[TASKS TO CARRY OUT]
- a) Write down the part of the pusley control passage that begins with "Timing is important" and runs through "throughout the year.", word for word.
- b) Use the pusley control passage to answer these:
(i) Besides the preemergence herbicides used in turf, which herbicide does it list for landscape planting beds?
(ii) Under what temperature conditions should preemergent products typically be applied for pusley?
(iii) Which active ingredients can homeowners typically buy in small quantities at big-box stores?
- c) Continue the pusley control passage from where it stops.

There is little to no data on preemergence control of Brazilian pusley or largeflower pusley. However, many herbicides have been evaluated for control of Florida pusley. Preemergent herbicides including prodiamine (Barricade®), pendimethalin (Pendulum®), S-metolachlor (Pennant Magnum®), oryzalin (Surflan®), indaziflam (Specticle®), isoxaben (Gallery®), and dimethenamid-P (Tower®) are all typically effective for controlling Florida pusley preemergence and can be applied in most warm-season turfgrass species to control pusley. Homeowners can typically purchase herbicides that include prodiamine, pendimethalin, or oryzalin as the active ingredient at big-box stores in small quantities, while the other herbicides listed are typically only available in large, professional-sized packages that are not cost effective for homeowner use. It is important to read and follow all label directions because not all herbicides can be used on all types of turfgrass or in particular settings.
These same preemergence herbicides can also be applied to control pusley in landscape planting beds. Additionally, herbicides such as flumioxazin (SureGuard® and Broadstar®) can also be used in planting beds. Most of the above herbicides are available in either granular or spray-applied formulations. Many of these preemergence herbicides, especially when used as a granular formulation, can be applied over the top of certain ornamentals that are specifically listed on the label. Applicators should check individual product labels for specific species lists.
Timing is important for the use of any preemergent product, because they must be applied prior to seed germination. For pusley, this is typically in the spring when temperatures reach 65°F–70°F (18°C–21°C) for four to five days in a row. Watering preemergence herbicides into the soil (either by irrigation or rainfall) is crucial for successful control in turf. No preemergence herbicide will provide season-long control; therefore, additional applications would be needed to control pusley throughout the year.
Treatment is most effective when the target weed plants are young. Large pusley plants that are allowed to mature have deeper roots and may require more herbicide applications for adequate control.

Pointing records:
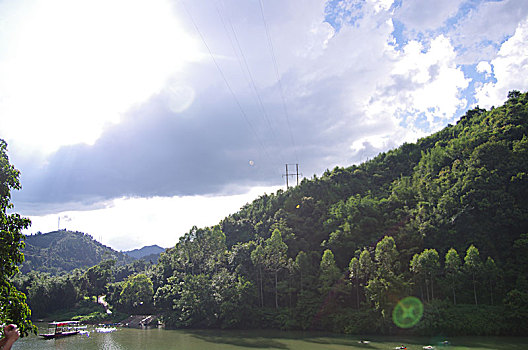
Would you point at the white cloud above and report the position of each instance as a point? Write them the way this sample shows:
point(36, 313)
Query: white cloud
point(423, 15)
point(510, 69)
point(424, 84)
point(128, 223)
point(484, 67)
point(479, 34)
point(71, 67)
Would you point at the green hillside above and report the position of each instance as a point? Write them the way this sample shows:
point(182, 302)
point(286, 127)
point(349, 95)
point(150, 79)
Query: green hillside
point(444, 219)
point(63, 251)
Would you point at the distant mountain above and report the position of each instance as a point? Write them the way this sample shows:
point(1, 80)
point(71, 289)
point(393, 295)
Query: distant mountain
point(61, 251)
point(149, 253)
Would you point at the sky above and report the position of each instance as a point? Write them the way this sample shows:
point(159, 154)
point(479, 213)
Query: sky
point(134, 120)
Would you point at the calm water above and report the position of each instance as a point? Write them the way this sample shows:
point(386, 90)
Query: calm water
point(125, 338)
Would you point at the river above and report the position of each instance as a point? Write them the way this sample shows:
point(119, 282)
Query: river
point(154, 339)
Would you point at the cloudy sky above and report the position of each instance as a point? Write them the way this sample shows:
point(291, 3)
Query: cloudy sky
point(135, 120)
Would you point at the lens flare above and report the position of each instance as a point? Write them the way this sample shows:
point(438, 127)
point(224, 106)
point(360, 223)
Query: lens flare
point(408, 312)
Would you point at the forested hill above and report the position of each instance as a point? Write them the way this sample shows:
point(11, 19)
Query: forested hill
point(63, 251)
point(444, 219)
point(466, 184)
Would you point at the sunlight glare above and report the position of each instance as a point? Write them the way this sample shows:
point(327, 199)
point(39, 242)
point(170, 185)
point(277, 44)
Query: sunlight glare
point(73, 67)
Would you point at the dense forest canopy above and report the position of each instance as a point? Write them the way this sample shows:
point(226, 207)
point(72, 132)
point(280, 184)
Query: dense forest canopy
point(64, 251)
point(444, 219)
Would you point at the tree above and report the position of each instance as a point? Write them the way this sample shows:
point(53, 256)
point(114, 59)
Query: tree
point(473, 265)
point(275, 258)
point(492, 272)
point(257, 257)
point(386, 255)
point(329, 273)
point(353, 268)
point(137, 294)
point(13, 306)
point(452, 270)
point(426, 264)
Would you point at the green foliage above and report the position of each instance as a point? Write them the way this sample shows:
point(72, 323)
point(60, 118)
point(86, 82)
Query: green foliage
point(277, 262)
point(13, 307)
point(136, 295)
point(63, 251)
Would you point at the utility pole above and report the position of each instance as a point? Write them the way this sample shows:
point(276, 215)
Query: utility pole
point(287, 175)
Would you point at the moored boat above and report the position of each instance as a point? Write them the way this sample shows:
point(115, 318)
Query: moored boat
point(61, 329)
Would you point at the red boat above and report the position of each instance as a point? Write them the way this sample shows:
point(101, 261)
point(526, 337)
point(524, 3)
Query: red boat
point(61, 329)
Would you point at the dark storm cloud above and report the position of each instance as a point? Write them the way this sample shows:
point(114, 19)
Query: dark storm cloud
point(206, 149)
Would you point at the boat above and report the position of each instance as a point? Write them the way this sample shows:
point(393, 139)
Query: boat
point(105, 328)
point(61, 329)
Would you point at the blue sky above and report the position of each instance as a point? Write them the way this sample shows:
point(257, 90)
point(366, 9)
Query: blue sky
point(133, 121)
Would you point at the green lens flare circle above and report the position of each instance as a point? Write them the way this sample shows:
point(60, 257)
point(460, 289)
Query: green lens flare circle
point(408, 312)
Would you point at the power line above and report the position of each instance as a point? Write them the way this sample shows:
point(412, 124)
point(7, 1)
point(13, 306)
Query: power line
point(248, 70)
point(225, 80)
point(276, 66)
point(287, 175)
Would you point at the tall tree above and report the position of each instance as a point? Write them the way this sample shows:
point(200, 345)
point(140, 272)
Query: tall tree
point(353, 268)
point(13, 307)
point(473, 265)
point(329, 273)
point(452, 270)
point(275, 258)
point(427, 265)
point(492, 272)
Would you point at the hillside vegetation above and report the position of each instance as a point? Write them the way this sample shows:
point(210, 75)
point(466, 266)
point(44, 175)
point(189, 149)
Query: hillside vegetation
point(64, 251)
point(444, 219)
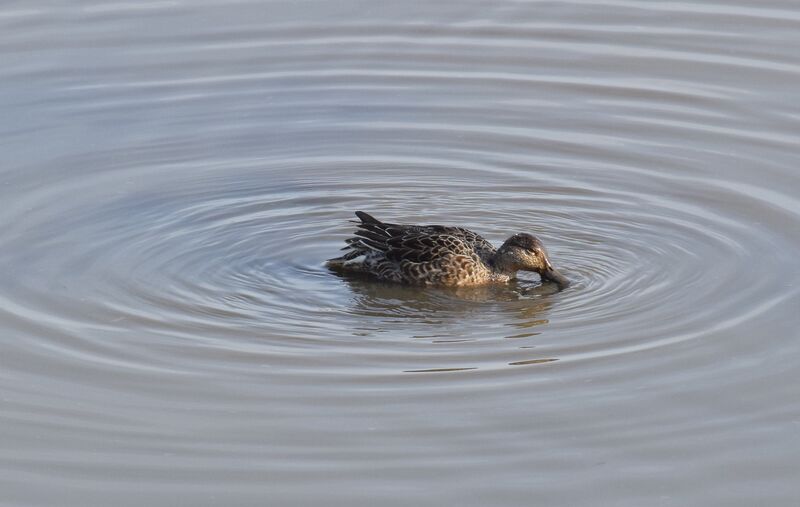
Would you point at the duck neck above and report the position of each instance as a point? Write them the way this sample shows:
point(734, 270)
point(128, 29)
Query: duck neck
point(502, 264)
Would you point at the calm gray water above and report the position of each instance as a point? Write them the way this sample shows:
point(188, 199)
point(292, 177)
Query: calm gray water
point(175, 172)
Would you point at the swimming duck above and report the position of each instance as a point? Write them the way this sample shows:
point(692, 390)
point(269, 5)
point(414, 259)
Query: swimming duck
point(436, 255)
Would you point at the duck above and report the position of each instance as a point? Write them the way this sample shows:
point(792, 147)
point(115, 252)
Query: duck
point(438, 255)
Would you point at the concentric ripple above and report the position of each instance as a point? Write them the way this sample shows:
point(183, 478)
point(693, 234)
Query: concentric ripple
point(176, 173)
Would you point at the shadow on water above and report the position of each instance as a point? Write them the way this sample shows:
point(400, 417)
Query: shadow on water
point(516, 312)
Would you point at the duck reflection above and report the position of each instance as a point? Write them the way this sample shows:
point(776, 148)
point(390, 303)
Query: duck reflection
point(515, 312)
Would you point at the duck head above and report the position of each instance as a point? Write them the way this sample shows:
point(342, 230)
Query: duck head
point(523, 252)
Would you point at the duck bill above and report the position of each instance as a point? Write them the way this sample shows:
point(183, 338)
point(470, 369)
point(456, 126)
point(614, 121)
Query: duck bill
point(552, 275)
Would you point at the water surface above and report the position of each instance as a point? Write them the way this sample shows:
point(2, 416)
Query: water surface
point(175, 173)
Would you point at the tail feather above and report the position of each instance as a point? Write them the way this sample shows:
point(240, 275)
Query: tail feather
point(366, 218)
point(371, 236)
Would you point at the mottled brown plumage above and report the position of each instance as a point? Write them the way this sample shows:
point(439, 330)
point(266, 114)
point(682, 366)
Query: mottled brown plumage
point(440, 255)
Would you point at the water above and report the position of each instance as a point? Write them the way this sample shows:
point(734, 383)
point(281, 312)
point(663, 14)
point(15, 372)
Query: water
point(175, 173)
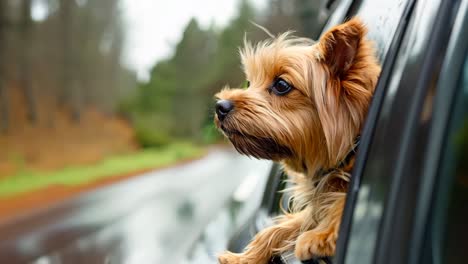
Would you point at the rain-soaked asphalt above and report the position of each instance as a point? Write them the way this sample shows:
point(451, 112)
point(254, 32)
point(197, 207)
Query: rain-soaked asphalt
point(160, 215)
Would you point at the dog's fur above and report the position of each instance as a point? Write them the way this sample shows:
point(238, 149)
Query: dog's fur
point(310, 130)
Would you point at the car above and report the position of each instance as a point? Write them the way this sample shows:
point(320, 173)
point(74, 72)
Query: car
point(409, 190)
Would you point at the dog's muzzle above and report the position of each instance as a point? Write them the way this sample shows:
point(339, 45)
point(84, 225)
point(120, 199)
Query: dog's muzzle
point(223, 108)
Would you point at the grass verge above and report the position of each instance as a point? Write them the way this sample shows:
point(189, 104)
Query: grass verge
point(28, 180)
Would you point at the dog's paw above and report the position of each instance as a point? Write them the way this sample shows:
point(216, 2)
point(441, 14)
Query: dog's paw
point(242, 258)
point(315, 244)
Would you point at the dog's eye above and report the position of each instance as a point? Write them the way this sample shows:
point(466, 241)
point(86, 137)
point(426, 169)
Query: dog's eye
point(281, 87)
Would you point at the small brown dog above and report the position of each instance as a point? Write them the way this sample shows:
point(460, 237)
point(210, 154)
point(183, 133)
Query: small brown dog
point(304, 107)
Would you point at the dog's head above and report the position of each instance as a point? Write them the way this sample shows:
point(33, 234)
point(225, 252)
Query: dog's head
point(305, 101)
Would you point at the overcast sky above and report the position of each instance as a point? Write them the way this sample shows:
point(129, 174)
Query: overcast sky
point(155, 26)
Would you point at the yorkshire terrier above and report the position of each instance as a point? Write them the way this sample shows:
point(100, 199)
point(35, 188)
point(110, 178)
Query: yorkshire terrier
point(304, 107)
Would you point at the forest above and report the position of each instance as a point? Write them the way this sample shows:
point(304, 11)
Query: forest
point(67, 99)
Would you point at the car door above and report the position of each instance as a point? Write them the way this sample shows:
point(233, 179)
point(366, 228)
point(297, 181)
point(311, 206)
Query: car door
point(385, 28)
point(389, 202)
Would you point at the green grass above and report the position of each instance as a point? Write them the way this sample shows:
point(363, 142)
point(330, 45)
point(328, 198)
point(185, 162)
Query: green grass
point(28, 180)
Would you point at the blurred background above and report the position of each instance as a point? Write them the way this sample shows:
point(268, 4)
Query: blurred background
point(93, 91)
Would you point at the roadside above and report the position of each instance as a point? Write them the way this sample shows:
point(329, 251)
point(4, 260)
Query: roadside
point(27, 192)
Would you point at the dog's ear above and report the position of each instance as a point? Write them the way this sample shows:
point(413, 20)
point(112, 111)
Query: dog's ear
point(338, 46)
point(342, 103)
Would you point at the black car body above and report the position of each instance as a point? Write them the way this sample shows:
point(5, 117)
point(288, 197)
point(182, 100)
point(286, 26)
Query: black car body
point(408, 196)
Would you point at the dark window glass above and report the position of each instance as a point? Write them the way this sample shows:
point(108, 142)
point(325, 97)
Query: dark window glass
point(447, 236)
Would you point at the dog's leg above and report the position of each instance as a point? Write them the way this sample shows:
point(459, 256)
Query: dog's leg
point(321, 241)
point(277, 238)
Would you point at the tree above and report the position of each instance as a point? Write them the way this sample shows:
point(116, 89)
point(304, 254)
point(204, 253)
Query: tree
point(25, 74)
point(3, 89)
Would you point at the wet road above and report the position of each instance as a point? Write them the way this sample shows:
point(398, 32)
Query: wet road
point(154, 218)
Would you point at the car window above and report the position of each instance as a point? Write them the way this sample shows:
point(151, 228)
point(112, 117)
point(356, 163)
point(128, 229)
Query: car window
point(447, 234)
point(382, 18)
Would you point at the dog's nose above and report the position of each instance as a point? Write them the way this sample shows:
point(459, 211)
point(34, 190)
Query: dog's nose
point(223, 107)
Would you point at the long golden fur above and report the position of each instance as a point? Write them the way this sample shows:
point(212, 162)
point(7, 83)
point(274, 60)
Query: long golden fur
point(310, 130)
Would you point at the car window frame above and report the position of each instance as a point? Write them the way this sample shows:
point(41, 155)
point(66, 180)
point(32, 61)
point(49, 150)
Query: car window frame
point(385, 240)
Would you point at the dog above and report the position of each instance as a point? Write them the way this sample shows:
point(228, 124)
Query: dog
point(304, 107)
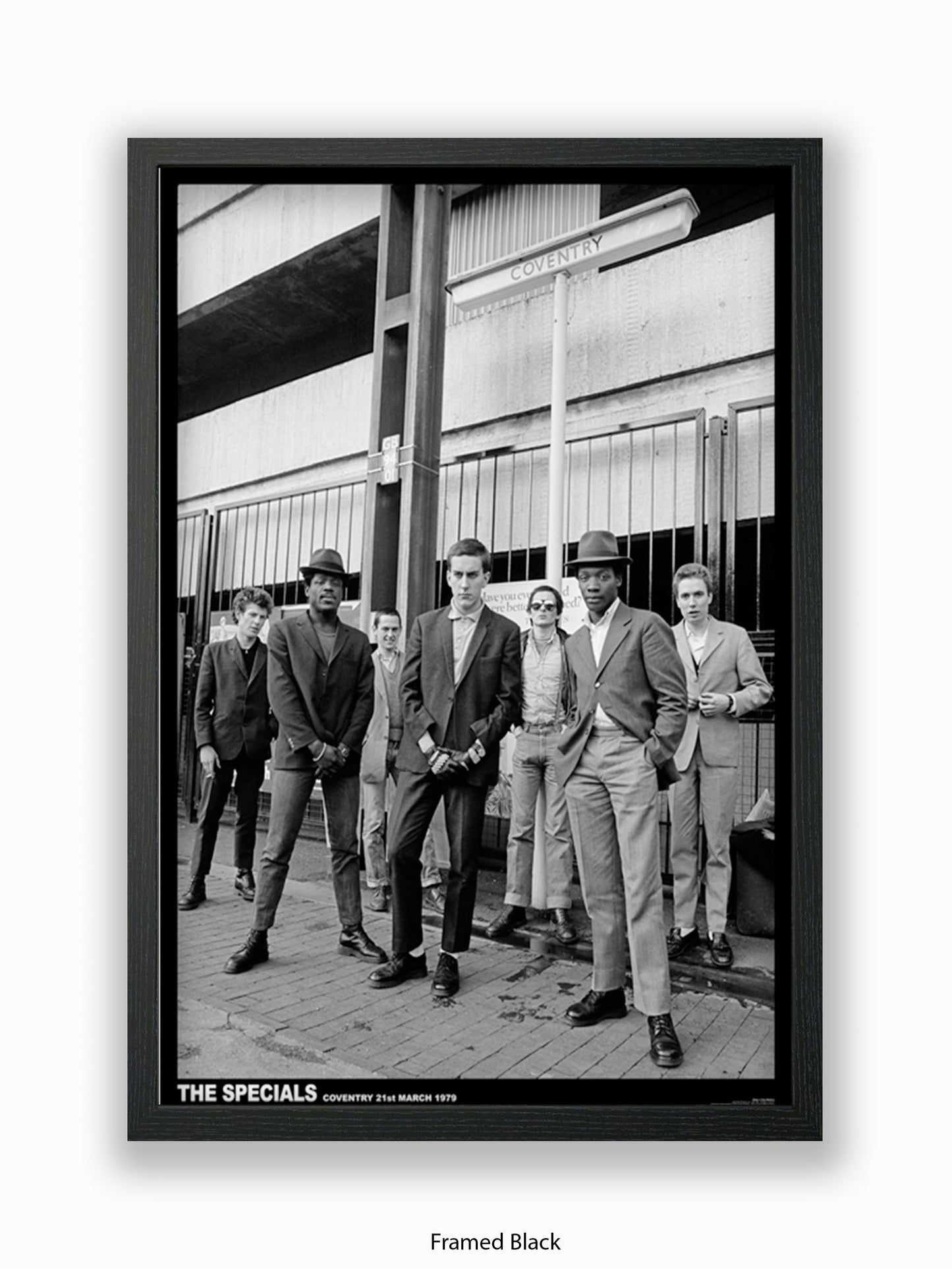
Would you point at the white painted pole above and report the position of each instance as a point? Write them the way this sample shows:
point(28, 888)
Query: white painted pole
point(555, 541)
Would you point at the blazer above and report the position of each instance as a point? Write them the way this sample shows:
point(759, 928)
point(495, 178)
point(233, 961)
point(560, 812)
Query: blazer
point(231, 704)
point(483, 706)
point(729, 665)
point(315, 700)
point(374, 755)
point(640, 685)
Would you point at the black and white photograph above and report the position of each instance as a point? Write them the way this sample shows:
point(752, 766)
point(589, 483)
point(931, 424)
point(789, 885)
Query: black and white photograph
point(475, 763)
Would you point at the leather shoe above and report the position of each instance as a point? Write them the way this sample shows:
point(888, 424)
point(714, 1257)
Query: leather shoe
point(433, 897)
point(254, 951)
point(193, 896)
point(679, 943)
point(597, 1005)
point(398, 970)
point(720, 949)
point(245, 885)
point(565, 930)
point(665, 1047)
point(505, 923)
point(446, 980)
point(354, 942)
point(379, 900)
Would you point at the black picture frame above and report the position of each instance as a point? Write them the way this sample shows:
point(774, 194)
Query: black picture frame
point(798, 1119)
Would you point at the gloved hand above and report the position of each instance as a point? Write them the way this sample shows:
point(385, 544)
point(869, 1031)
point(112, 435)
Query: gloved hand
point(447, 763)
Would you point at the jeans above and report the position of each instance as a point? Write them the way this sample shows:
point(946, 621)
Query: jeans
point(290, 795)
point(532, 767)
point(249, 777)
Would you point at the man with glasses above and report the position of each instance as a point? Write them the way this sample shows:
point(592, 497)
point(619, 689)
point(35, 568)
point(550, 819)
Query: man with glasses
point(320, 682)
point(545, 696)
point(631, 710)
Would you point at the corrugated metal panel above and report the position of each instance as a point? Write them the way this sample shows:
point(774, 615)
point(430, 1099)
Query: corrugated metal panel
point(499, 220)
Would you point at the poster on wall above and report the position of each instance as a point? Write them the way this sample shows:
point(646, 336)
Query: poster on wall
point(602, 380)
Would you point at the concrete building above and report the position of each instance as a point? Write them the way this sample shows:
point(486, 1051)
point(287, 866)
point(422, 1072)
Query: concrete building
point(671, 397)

[FINAL RESULTS]
- a)
Timing is important for the use of any preemergent product, because they must be applied prior to seed germination. For pusley, this is typically in the spring when temperatures reach 65°F–70°F (18°C–21°C) for four to five days in a row. Watering preemergence herbicides into the soil (either by irrigation or rainfall) is crucial for successful control in turf. No preemergence herbicide will provide season-long control; therefore, additional applications would be needed to control pusley throughout the year.

- b)
(i) Flumioxazin (SureGuard® and Broadstar®).
(ii) In spring, when temperatures reach 65°F–70°F (18°C–21°C) for four to five days in a row.
(iii) Prodiamine, pendimethalin, and oryzalin.

- c)
In general, most broadleaf herbicides can provide control of pusley, especially Florida and Brazilian pusley, which are usually easier to control than largeflower pusley. In bahia, bermuda, and zoysia lawns, products containing 2,4-D (or mixtures, such as 2,4-D and dicamba) can typically be used. These products are sold under many different trade names and are widely available at big-box retail stores. In St. Augustine lawns, options are more limited. Professional-grade herbicides such as thiencarbazone-methyl + iodosulfuron + dicamba (Celsius® WG) are labelled for Florida pusley control and can be applied to St. Augustinegrass as well as bermudagrass, centipedegrass, and zoysiagrass. Additionally, products with the active ingredient metsulfuron can be used in bermuda and zoysia in addition to St. Augustinegrass lawns. Several other herbicides are available that contain several different active ingredients, such as 2,4-D, dicamba, penoxsulam, and sulfentrazone (Avenue™ South), and are labeled for Florida pusley control in most warm-season turfgrasses. Other control options are listed in Table 1.
While homeowners may be able to purchase these professional-grade herbicides at pesticide distributors or through online sources, it is very important to use these products and all pesticides with caution. Many of these herbicides, such as metsulfuron, are applied at very low doses and can cause severe damage or death to the turf or surrounding landscape plants if the applicator does not know how to properly mix and calibrate their application equipment. If the user is unsure of how to properly calibrate their sprayer or rotary spreader, they should contact a professional pest management service.
It is also important to note that many of the herbicides used to control pusley or any weed during high heat in the summer may affect turfgrasses as well. St. Augustinegrass is prone to this sort of damage, and some herbicides such as 2,4-D or atrazine may affect grasses more when temperatures rise above 85°F–90°F (29°C–32°C). Turfgrass response to herbicide treatment may also differ between various cultivars of the same species or due to various other plant-related (e.g., plants maturity, rooting strength) or environmental (e.g., shade exposure, irrigation) factors. The risk that potentially safe product may cause damage to the desired stand should be considered, especially when growing conditions or turf health is not optimal.
In landscape planting beds, pusley can be controlled with directed applications of herbicides such as glyphosate (RoundUp and many other trade names), diquat (Reward), pelargonic acid (Scythe), glufosinate (Finale) and many other contact herbides labeled for use in landscape planting beds, such as organic acetic-acid-based herbicides or herbicides derived from plant oils. Contact herbicides, such as diquat, pelargonic acid, or organic herbicides derived from plant oils, are typically less effective than systemic herbicides, such as glyphosate, especially on large pusley plants that have begun to flower.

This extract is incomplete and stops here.